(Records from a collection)
· · · · · · ·

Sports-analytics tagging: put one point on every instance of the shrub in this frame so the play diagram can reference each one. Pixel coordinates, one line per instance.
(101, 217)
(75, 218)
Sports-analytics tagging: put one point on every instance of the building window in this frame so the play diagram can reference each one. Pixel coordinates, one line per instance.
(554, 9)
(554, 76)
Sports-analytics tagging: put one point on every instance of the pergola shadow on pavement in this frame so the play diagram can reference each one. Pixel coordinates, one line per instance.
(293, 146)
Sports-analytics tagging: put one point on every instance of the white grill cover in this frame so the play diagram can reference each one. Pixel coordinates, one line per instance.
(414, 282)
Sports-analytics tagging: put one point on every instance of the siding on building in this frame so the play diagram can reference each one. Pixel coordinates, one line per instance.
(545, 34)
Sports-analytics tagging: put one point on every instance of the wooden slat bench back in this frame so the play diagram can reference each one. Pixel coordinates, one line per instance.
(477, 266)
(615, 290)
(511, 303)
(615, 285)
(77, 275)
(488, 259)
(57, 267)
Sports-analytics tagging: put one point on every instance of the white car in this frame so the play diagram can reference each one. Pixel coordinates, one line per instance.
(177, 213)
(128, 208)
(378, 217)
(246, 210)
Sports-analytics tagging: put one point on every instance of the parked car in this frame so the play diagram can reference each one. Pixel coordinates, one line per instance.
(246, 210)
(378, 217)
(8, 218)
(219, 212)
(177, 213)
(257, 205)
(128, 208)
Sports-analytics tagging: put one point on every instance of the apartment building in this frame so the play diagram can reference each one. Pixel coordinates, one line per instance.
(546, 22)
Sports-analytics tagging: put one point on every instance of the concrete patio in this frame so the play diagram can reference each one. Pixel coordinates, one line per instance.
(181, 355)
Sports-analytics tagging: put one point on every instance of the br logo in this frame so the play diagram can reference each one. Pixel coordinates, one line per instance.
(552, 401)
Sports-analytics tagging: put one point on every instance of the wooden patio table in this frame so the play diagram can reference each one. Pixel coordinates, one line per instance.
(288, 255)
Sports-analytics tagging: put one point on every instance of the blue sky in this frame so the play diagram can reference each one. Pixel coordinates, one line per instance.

· · · · · · ·

Exercise directions: Copy the material above, line for line.

Final result:
Sports-analytics tagging: put one point on every instance of the shrub in this frame so the play diagram can reference each one. Pixel coordinates, one line per instance.
(101, 217)
(75, 218)
Sports-analytics tagging: put one point on every instance of the building window in this frame so the play diagram can reference each one. Pixel coordinates, one line per instance.
(554, 9)
(554, 76)
Sports-analytics tagging: put one point on every instance of the pergola shadow on pavement in this frame so the play diagram can reference each one. Pixel coordinates, one line per instance.
(293, 146)
Sports-analytics tagging: put one point on every instance of the white grill cover in this frame so the play diagram can reference each one. Pixel coordinates, one line per instance.
(414, 282)
Sports-analytics tagging: put one point on every instance of the siding on building in this frame so the play diagram can reference each one. Pixel coordinates, one line per instance.
(545, 34)
Sports-analytics tagging: put one point on every instance of the wooden slat bench back in this frame so the play diagram can reference each one. Pixel coordinates, one line per instance.
(477, 266)
(615, 290)
(511, 303)
(615, 285)
(77, 275)
(488, 259)
(57, 267)
Sports-analytics tagging: put one point on every instance of the white car in this frame so the play diagram can reference each one. Pixel coordinates, one line per instance.
(177, 213)
(128, 208)
(378, 217)
(246, 210)
Sports-analytics tagging: put one point on every instance of the parked car in this frame so the play diagram can reference each one. Pixel coordinates, one line per instance.
(246, 210)
(378, 217)
(8, 218)
(219, 212)
(177, 213)
(257, 205)
(128, 208)
Sports-analytics tagging: put one point on every instance of the apartment building in this frame so the play diagram can reference each one. Pixel coordinates, one line per instance.
(546, 22)
Sports-analytics tagging: put one point on every instance of the concrete patio in this frame so the play diagram can reference each one. Pixel coordinates, one line per instance.
(181, 355)
Sports-analytics tagging: put one point on every instance of the br logo in this frame so the play diagram can reference each one. Pixel coordinates, one line per instance.
(552, 401)
Sports-analytics tagging: put one point on every instance of the wooden patio table in this frame so the play diagram can reference each one. Pixel coordinates, one line per instance.
(288, 255)
Sports-analytics tagging: put one point on every instance of the blue sky in this frame so the play diagram can reference each one. Pixel coordinates, one line per instance.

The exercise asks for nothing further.